検査器機が無いのに漢方が病状を判断できる理由

漢方での検査は機材が不要の四診法

中医学(中国漢方)では、病名では無く「証」で対応します。
証とは、中医学の診察法(四診)からの情報を源に判断する西洋医学で言うところの症候名に近い。
近い、というのは現代医学の症候名や病名と全く異なるところがあるからです。
証は患者の病気の原因、病態、病気の位置(病の部位)、病気の時期(病気の進行状態や病のある段階を示す)などを総合的に判断しています。
つまり、証は、症状の一つ一つを分けて考えるのではなく、病の病態像を全て関連付けた幅広い意味のことなんです。
そのため証が判断できれば、中医学の視点から病気の状態が全体的に判断できるため、治療方針に迷いが少なくなるんです。
ここで、区別しなくてはいけないことに「証」と「症」の違い。
「症」は病によって引き起こされた発熱、悪寒、頭痛、咳、鼻水などの具体的な症状のことで、「症候名」はそれらの症状の始まりからの流れの状態のことです。

四診法

望診(視覚による診察法)

顔の表情、顔や皮膚の色つや、動作、舌などを見て判断する診察法。また、直感的に感じられる患者の雰囲気なども診察情報として扱うようにします。

聞診(聴覚、嗅覚による診察法)

声の質、調子、あるいは呼吸、咳など状態を聞き取ることや、口臭や体臭などを嗅いで判断する診察法です。

問診

問診は西洋医学とは違います。
患者さんから症状や経過を聴取するという意味では同じですが、中医学での問診は患者さんの言葉を引き出して診療録に、そのままの言葉を記載するこようにしています。
私の場合、会話言葉のまま、記録することがほとんどです。
略して記録しないように心かげています。

切診(触覚による診察法)

脈診(みゃくしん)(手首にある動脈を触れて、病を判断する診察法)
腹診(ふくしん) (腹壁の緊張、弾力、硬結、圧痛、温冷などをみる診察法) 
背診(はいしん) (背部の皮膚、筋肉、ツボの状態をみる診察法)
切穴(せっけつ) (ツボの反応をみる診察法)

--------------------------------

確認問題:
**1.** 漢方の診察法についての文章をもとに、次の問いに答えてください。
(a) 中医学では、病名ではなく何で対応するか。
(b) 聞診は、どの感覚による診察法か。
(c) 脈診では、体のどこに触れるか。
**2.** 漢方の診察法についての文章の続きを書いてください。

--------------------------------

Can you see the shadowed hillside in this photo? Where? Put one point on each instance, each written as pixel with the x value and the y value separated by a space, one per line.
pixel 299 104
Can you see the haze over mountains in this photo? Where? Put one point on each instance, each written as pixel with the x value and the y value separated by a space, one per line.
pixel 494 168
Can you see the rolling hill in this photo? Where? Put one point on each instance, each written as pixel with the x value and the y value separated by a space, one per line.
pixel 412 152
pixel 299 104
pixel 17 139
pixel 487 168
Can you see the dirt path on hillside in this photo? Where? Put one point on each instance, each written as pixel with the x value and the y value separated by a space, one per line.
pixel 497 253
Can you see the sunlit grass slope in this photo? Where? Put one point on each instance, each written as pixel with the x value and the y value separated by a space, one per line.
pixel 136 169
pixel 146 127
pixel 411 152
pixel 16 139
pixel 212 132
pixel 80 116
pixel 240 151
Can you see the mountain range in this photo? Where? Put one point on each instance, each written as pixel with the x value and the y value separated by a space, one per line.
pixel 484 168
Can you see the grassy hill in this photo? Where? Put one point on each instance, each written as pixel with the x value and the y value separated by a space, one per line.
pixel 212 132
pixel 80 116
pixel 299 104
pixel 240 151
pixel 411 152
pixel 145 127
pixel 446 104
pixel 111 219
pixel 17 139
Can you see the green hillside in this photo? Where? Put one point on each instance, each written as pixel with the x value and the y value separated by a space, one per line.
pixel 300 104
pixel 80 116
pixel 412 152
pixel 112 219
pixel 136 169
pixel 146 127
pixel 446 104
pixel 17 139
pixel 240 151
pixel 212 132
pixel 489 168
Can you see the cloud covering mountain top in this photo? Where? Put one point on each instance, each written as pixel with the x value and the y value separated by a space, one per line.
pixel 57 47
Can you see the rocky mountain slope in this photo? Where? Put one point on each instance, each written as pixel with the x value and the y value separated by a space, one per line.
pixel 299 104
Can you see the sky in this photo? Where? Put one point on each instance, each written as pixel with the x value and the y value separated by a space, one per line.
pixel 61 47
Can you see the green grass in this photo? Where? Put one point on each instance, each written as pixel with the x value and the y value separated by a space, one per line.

--------------------------------

解答:
**1.**
(a) 「証」
(b) 聴覚と嗅覚
(c) 手首にある動脈

**2.**
体表から体内の異常を読み取る

西洋医学の場合、中医学(中国漢方)と違って、症状があるのに検査データとして現れないと病気としての診断ができず治療方針が決まらない場合があります。
中医学(中国漢方)では、内視鏡やCTのような診断機器が昔には、ありませんでした。
そのため、体表に現れる現象などから身体内部の異常を読み取る臓象学が研究され発展してきました。

診断は体全体におよび、上記の四診(望・聞・問・切)を使って判断されます。
検査データだけではわかりにくい、難しい病気になる前の段階(未病)を予測し、早目の対応も可能になっています。

最初に重要になるのは望診です。
なぜなら、目の前で見るコトができるからです。
顔の色や艶、舌の色や苔、さらには問診にて精神状態、分泌物や排泄物などの状態を聞き取ることで、診断のための情報を集めることができます。
望診の判断のしかたの一つに顔の色艶から内臓の状態がわかることがあります。
健康な人の顔色は、やや赤みを帯び、潤いと光沢があります。
白い顔色は、肺(呼吸器系統)が弱い時に多く、血虚(貧血傾向)や陽虚(体のエネルギー不足や機能低下)の可能性として捉えます。
反対に赤い場合は、心(循環器系統)との関係が深いんです。
精神の興奮状態や炎症のある場合も考えられます。
さらに、青は肝(肝臓系統)やケイレン性疾患、黄は脾胃(消化器系統)、黒は腎臓や瘀血(血の滞り)とのつながりが深いんです。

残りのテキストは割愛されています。